§ O QUE FAZER
A – Segundo a entrevista sobre o auxílio do governo, quantos dias durou a greve dos caminhoneiros?
B – Repita, sem nenhuma alteração, a parte da entrevista sobre o auxílio do governo que se inicia nas palavras contendo "Com o aplicativo" e se encerra em "toda a ajuda.".

O governo demorou a adotar essa medida? Essa é uma crítica que tem sido feita.
Demorou, ainda não chegou às pessoas, que estão no limite.
As pessoas já estão relatando problemas com alimentação. As escolas estão fechadas, as crianças se alimentavam nas creches e pré-escolas isso é um peso a mais para as famílias.
Deveriam ter soltado logo pelo menos para as pessoas do Bolsa Família, que já são cadastradas. A crise já está aí há um mês, poderiam ter tomado medidas antes, mas antes tarde do que nunca.
E a forma de disponibilizar o auxílio, via cadastro por meio de aplicativo e site, foi a mais adequada?
A mais adequada. Não se podeira pedir para as pessoas irem aos CRAS (Centros de Referência de Assistência Social) por causa do contágio. Tem que evitar que elas se aglomerem.
Com o aplicativo vai ter problema, pessoas que não sabem usar vão ter que pedir ajuda, mas elas vão conseguir alguém para ajudá-las. Só têm que tomar cuidado com aplicativos falsos, golpes. E o governo também, para evitar fraudes, com cadastramento de dados de pessoas mortas, por exemplo. Mas foi a melhor maneira.
Que comparativo podemos fazer com a greve dos caminhoneiros?
Durou dez dias e o PIB tem estimativas de que diminuiu um ponto percentual. Uma crise que pode durar três meses vai ter impacto forte. Queda de 5% por cento ou mais no PIB. Vai até o fim do ano. A situação é muito crítica e precisamos de toda a ajuda.
A Câmara deve votar em breve o Plano Mansueto, possivelmente com alterações. A ideia original era ajudar os Estados, mas agora os Estados pedem uma ajuda redobrada. Até que ponto isso pode ser realmente bom? Nem todos os problemas econômicos surgiram com a pandemia.

[Dados de localização de pontos]
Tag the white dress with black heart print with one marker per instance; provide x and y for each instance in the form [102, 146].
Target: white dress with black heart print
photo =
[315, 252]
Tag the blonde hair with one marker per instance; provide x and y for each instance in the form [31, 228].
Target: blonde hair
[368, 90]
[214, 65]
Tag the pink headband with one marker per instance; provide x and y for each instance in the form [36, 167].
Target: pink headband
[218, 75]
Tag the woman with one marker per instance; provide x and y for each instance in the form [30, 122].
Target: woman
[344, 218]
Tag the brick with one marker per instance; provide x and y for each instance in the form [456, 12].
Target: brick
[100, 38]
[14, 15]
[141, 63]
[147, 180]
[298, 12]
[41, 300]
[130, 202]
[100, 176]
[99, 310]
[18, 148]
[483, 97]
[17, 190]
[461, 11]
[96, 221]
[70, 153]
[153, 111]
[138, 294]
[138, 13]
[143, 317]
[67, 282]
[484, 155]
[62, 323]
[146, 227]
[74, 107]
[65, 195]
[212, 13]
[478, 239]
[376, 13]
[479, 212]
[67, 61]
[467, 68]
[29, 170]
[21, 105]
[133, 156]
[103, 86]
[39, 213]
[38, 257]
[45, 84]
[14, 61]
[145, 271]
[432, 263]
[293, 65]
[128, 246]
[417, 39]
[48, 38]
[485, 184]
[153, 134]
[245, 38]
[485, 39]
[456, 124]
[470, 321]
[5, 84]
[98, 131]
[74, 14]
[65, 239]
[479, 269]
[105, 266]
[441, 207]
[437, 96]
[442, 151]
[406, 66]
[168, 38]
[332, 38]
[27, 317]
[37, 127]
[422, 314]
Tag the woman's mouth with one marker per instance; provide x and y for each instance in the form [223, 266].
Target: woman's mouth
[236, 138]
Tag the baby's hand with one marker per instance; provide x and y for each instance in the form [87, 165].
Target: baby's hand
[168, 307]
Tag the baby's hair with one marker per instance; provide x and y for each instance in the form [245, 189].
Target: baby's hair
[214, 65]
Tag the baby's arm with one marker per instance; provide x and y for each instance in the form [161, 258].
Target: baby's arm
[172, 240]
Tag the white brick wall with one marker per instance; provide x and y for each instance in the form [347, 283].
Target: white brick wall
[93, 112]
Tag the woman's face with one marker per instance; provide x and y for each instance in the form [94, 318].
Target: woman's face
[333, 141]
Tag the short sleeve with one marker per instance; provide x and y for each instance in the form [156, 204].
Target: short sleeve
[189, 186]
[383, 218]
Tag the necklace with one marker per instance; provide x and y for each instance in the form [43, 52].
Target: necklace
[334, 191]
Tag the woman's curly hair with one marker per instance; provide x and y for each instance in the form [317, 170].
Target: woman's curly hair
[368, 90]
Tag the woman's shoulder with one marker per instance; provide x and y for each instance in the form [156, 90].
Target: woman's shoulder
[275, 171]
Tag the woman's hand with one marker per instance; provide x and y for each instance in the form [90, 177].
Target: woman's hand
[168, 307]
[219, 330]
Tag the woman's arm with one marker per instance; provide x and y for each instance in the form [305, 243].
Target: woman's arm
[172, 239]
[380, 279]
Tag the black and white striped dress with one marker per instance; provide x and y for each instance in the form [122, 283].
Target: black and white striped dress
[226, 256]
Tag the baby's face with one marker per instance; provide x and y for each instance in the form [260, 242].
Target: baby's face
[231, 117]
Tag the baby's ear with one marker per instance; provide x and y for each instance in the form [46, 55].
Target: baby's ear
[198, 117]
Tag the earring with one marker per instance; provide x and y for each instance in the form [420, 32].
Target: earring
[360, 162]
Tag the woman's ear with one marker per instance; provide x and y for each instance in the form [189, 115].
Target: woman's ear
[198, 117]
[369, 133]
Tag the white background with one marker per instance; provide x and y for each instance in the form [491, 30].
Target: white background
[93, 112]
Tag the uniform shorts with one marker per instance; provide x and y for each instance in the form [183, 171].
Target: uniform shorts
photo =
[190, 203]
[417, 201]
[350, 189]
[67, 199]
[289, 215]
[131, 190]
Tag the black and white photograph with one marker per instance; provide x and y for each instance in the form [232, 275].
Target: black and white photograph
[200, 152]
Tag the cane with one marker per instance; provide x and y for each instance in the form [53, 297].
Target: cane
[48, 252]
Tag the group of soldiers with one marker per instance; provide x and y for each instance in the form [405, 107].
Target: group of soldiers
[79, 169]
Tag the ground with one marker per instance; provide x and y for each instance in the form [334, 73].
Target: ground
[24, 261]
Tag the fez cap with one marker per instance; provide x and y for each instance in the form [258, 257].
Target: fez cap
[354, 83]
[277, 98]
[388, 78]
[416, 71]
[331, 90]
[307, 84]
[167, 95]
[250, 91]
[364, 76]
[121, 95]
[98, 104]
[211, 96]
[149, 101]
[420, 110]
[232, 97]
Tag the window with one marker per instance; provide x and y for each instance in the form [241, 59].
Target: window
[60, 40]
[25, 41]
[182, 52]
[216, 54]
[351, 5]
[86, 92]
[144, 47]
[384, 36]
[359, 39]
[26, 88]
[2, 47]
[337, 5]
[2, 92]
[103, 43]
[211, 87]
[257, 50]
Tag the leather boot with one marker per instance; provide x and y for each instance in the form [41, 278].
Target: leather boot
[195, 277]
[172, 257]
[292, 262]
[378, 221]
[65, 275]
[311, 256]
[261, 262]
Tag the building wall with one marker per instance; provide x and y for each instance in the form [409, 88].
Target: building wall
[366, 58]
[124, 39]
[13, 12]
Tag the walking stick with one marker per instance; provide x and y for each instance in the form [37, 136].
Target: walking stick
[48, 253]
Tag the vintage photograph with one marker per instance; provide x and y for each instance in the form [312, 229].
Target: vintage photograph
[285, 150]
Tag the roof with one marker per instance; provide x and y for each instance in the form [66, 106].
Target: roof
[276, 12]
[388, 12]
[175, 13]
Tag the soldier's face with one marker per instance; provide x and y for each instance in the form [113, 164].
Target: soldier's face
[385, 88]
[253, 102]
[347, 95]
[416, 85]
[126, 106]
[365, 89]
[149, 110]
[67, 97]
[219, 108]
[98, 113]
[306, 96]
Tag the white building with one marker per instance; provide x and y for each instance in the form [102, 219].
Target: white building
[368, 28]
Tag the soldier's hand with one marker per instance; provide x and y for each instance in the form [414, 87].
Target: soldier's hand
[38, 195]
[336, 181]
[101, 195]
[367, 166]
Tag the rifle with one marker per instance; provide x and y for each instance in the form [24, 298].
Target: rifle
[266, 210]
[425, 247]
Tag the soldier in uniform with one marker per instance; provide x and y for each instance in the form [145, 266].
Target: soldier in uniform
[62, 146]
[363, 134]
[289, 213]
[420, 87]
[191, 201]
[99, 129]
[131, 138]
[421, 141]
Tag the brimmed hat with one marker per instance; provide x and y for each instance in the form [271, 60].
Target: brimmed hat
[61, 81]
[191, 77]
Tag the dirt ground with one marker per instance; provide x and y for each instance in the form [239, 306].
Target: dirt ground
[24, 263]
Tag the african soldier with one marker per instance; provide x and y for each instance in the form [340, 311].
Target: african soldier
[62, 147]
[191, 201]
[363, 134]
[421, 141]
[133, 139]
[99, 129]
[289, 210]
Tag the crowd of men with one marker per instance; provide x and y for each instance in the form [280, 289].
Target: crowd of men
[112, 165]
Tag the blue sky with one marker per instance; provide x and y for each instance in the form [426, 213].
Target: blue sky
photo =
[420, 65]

§ RESPOSTAS POR TAREFA
A – Dez dias.

B –
Com o aplicativo vai ter problema, pessoas que não sabem usar vão ter que pedir ajuda, mas elas vão conseguir alguém para ajudá-las. Só têm que tomar cuidado com aplicativos falsos, golpes. E o governo também, para evitar fraudes, com cadastramento de dados de pessoas mortas, por exemplo. Mas foi a melhor maneira.
Que comparativo podemos fazer com a greve dos caminhoneiros?
Durou dez dias e o PIB tem estimativas de que diminuiu um ponto percentual. Uma crise que pode durar três meses vai ter impacto forte. Queda de 5% por cento ou mais no PIB. Vai até o fim do ano. A situação é muito crítica e precisamos de toda a ajuda.